DESCRIPTION OF THE TASK » Every line in the data below has to be repeated exactly; no picture belongs in the result.

==============================

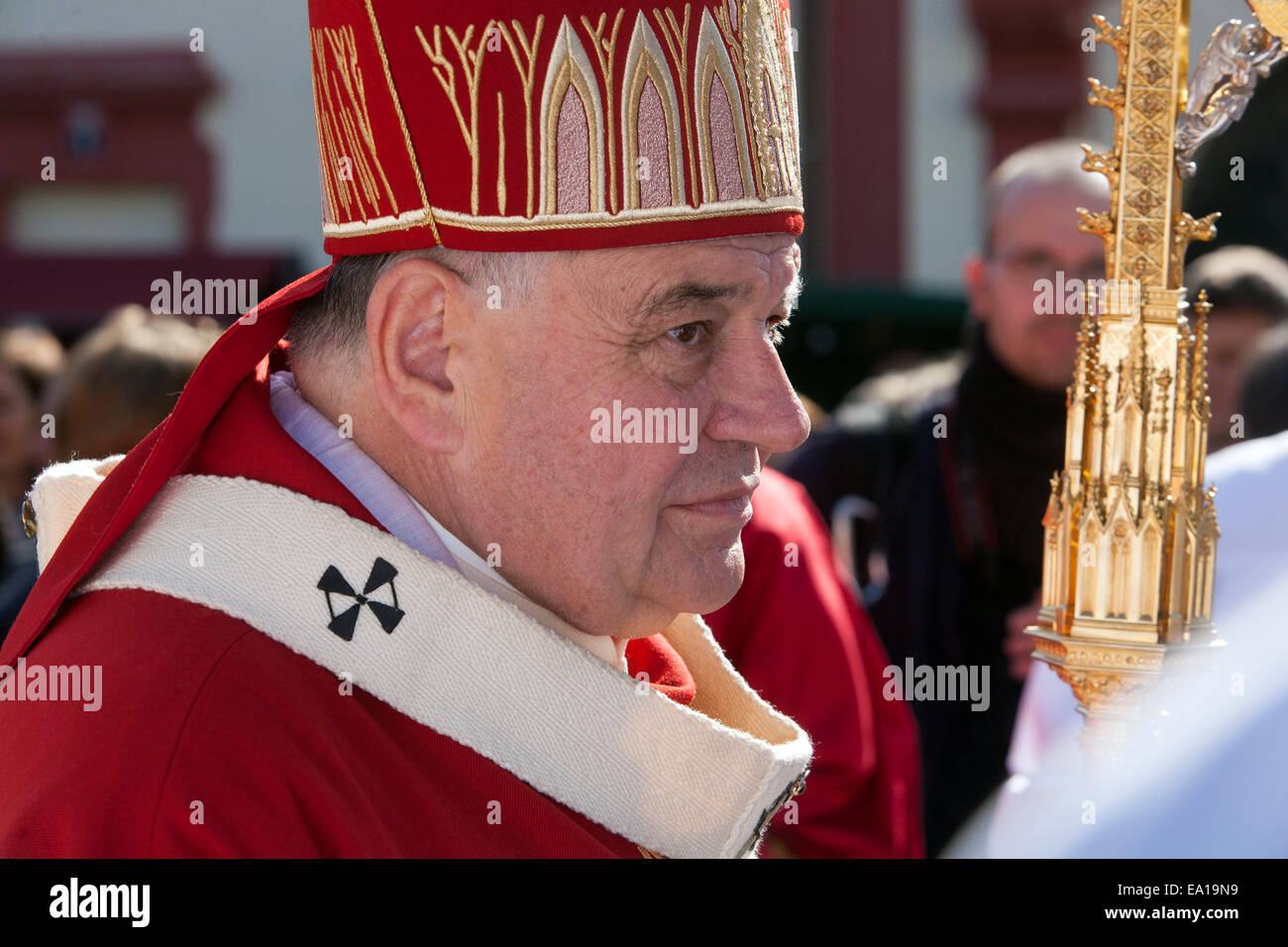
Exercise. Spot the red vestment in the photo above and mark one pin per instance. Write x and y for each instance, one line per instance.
(798, 635)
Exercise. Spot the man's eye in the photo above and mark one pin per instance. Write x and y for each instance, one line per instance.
(688, 334)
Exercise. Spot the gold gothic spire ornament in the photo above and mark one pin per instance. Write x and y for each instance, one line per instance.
(1129, 527)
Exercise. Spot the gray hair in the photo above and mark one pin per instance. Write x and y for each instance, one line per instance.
(1052, 162)
(335, 320)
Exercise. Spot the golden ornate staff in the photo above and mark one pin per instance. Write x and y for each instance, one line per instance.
(1129, 530)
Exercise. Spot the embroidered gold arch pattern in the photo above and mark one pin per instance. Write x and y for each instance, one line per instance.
(644, 60)
(570, 65)
(713, 59)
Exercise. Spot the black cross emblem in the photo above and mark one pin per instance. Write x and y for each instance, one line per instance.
(387, 615)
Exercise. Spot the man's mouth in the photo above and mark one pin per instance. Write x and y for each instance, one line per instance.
(729, 505)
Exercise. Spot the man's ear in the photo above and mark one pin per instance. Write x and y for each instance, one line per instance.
(977, 281)
(406, 316)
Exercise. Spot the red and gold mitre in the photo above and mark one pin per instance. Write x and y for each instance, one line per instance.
(553, 124)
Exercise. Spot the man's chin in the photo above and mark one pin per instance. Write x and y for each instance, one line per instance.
(713, 585)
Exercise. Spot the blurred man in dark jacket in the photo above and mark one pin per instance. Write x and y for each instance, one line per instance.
(961, 519)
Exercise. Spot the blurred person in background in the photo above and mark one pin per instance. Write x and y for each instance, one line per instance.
(965, 548)
(1248, 290)
(1263, 398)
(30, 357)
(119, 382)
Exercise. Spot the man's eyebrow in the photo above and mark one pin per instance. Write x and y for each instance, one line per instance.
(682, 295)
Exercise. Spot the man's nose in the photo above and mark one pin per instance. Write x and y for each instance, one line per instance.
(758, 403)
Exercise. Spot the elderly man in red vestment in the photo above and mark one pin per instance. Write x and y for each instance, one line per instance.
(415, 565)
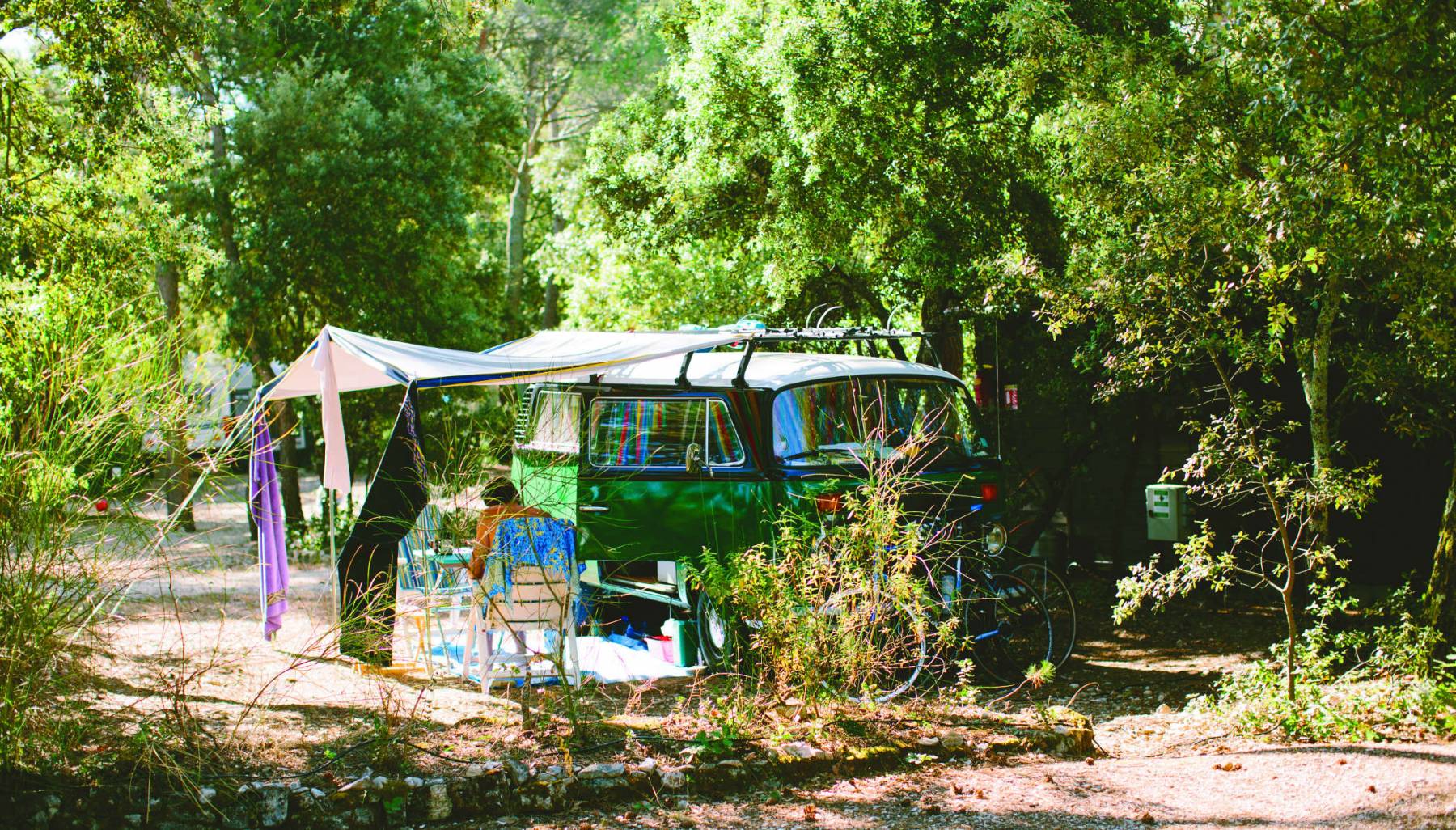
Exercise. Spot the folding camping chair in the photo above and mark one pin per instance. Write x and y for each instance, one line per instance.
(529, 587)
(424, 590)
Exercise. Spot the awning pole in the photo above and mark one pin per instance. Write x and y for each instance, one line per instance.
(334, 557)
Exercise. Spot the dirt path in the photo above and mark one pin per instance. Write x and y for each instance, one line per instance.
(1159, 766)
(1273, 786)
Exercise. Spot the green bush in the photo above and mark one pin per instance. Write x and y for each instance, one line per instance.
(1365, 675)
(836, 611)
(79, 386)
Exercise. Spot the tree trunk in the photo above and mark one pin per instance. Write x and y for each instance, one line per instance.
(941, 320)
(516, 229)
(222, 198)
(551, 305)
(1292, 625)
(180, 473)
(1315, 379)
(1441, 591)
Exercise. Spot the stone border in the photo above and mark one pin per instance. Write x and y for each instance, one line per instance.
(502, 788)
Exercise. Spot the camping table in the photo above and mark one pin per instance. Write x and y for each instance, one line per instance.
(451, 560)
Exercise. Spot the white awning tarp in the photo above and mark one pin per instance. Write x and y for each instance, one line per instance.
(363, 362)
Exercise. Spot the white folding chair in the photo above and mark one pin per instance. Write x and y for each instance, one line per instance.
(524, 625)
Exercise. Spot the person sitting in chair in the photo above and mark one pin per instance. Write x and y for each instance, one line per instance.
(506, 502)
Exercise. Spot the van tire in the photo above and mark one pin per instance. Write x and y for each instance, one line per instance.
(718, 638)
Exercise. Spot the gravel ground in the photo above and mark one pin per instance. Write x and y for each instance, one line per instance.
(1293, 788)
(1162, 766)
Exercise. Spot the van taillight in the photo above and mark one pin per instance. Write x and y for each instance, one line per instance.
(829, 502)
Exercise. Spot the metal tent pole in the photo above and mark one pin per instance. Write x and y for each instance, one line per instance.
(332, 497)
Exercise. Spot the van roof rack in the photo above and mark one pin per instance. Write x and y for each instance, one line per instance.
(813, 334)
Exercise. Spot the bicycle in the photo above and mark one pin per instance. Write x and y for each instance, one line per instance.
(1062, 606)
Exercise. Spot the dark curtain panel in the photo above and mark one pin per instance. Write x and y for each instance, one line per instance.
(367, 560)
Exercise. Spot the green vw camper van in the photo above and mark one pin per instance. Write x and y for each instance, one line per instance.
(657, 460)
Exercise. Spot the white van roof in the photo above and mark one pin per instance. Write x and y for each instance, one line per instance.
(766, 369)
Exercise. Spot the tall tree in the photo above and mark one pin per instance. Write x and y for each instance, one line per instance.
(351, 149)
(565, 63)
(1238, 197)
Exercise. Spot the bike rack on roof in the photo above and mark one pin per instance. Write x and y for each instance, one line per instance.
(861, 334)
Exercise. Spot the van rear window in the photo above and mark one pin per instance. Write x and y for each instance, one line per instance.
(655, 431)
(553, 422)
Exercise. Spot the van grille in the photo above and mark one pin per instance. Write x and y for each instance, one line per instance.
(523, 414)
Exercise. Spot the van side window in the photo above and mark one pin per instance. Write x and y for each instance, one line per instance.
(655, 431)
(553, 424)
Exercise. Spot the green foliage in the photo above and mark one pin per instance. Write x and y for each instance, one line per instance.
(1365, 676)
(82, 386)
(836, 611)
(341, 218)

==============================

FINISHED TASK »
Exercise. Spot the red vestment in the photo above and mark one pin per instance. Write x and y for each instance, one line per instance.
(798, 635)
Exercise. Spot the man's eye in the photo above and mark one pin per instance. Write x and y for each instance, one line per instance.
(688, 334)
Exercise. Spot the gold gothic spire ornament in the photo above and mark one pin per instance. Write x and y for each instance, one line per instance.
(1129, 527)
Exercise. Spot the gray hair in the photo above and mark one pin per instance. Write x and y for each instance, one line per instance.
(1052, 162)
(335, 320)
Exercise. Spot the golden ornate staff in the photo above and mark one pin per instance. Write x and y for each instance, one line per instance.
(1129, 530)
Exercise. Spot the embroidered gold arch pattern in the photo above and mark one pin per instance. Write x and y for each instance, one line per instance.
(644, 60)
(570, 65)
(713, 59)
Exercise. Spot the black cross emblem in the photo above and mark one pin per instance. Write x and y for each instance, one line per instance.
(387, 615)
Exercise. Spot the man's mouth in the photo above and mark one pin per instance. Write x and y for each instance, one line per instance.
(729, 505)
Exercise. Spot the man's ear in the photo above and mark one pin per instance. Write x and y for each instance, one line per instance.
(977, 281)
(406, 316)
Exercise. Spot the red and gold mitre in the photo above and mark one pin per instance. Write x and y for each instance, one line per instance.
(553, 124)
Exercise. Spot the man's chin in the photo above and mark one pin per instance. Write x and y for each instance, one line per instance.
(713, 585)
Exercise. Spot the blurred man in dark jacket in the photo above and mark one pin per instance. Write x and y for each instance, one line per instance.
(961, 519)
Exercise. Spot the blurred person in background in the photo above and mark one pin per instance. Write x and y for each instance, one line per instance.
(965, 548)
(1248, 290)
(1263, 398)
(30, 357)
(119, 382)
Exercise. Spot the man's eyebrow in the photo above and mark one pin per instance. Write x and y for each instance, one line per instance.
(682, 295)
Exercise. Spot the man's nose in the photo above and mark one pin per instance. Write x and y for each instance, one line per instance.
(758, 403)
Exercise. Spot the elderly man in red vestment in the photo above and mark one pin per instance. Write x and y for each instance, one line per instance.
(415, 565)
Exercise. Spot the folding camping chair in the photo above and mark one pin per instance. Write x and y for each instance, one line per instance.
(529, 587)
(424, 590)
Exercise. Spot the awning pole in the photo above and mark one pin per instance. Write x and y for each instance, one line per instance.
(334, 557)
Exercise. Spot the dirt path in the photo above and mark one pin per instance. Write x and y for each instance, one line per instance.
(1159, 766)
(1273, 786)
Exercise. Spot the green bush in the photo above and mark one pin per instance. Write x and y for each instance, one line per instance.
(1365, 675)
(836, 611)
(79, 386)
Exercise. Spot the tree trunk in the photo above and mark one pin per instance. Write x and y for each instance, one line per instance.
(941, 320)
(516, 229)
(222, 198)
(551, 305)
(1292, 625)
(180, 473)
(1315, 379)
(1441, 591)
Exercise. Spot the stone border in the photo above and mark one pin per instance. Write x and y for each instance, one line per instance.
(502, 788)
Exercise. Spot the camping table in the photo above and mark one pin per instance. Write x and y for each instance, one line per instance.
(451, 560)
Exercise. Spot the white awning tarp in the photo above and mark one pin per instance. Write x and y for each instance, one line per instance.
(363, 362)
Exercise. Spot the white folding chair in the photo above and mark one pin per instance. Write x and y for each instance, one line per instance.
(524, 625)
Exercise. Spot the person sitting in chair in the photo above and mark one pin per instance. Write x and y for each instance, one line per instance.
(506, 502)
Exercise. Spot the van tire in the photo above and mark one pin per instance. Write x and y for each instance, one line per instance.
(718, 638)
Exercise. Spot the gravel ground in the photo above and mark one pin per instance. Write x and y for each instance, one line per instance.
(1293, 788)
(1162, 766)
Exercise. Spot the van taillight in the photo above and mark one pin per instance. Write x and y for each instance, one line per instance.
(829, 502)
Exercise. Spot the metal tent pole in the photo above and mark one pin per instance. Write x and y for each instance, one line per instance.
(332, 497)
Exercise. Spot the van roof rack in the photo above and mark one pin per instance. Write x and y for each instance, one line per instance.
(813, 334)
Exercise. Spot the bicycle in the photo above and mark one pin per instance. Write x and y for each instance, one line per instance.
(1062, 606)
Exercise. Spot the dark curtain panel in the photo above and mark one pin per instance. Write x and y for each instance, one line per instance.
(367, 560)
Exercise. Spot the green vw camper van in the photo above and mark one pin per instance. Write x and y for each instance, one line per instance.
(657, 460)
Exercise. Spot the white van roof in the photo above and mark one pin per instance. Write x and y for each instance, one line per instance.
(766, 369)
Exercise. Spot the tall tree in the photo above and mark one pin per instance. Write x and y for each instance, one line per instance.
(351, 149)
(565, 63)
(1238, 197)
Exercise. Spot the bike rack on roof in the photo above and mark one pin per instance. Write x and y for each instance, one line per instance.
(861, 334)
Exercise. Spot the van rear window in the photo above and mark one pin per instance. Write x and y for each instance, one line per instance.
(655, 431)
(553, 422)
Exercise. Spot the van grille in the photo above and mark one pin per instance. Write x and y for each instance, one line per instance.
(523, 414)
Exercise. Spot the van side window in the photo above and mark one pin per instance. Write x and y for each instance, one line per instance.
(655, 431)
(553, 424)
Exercise. Spot the green foliage in the photo above and mark one pin per instance. Write x and y for each instance, one line per instance.
(1365, 676)
(82, 386)
(836, 611)
(341, 218)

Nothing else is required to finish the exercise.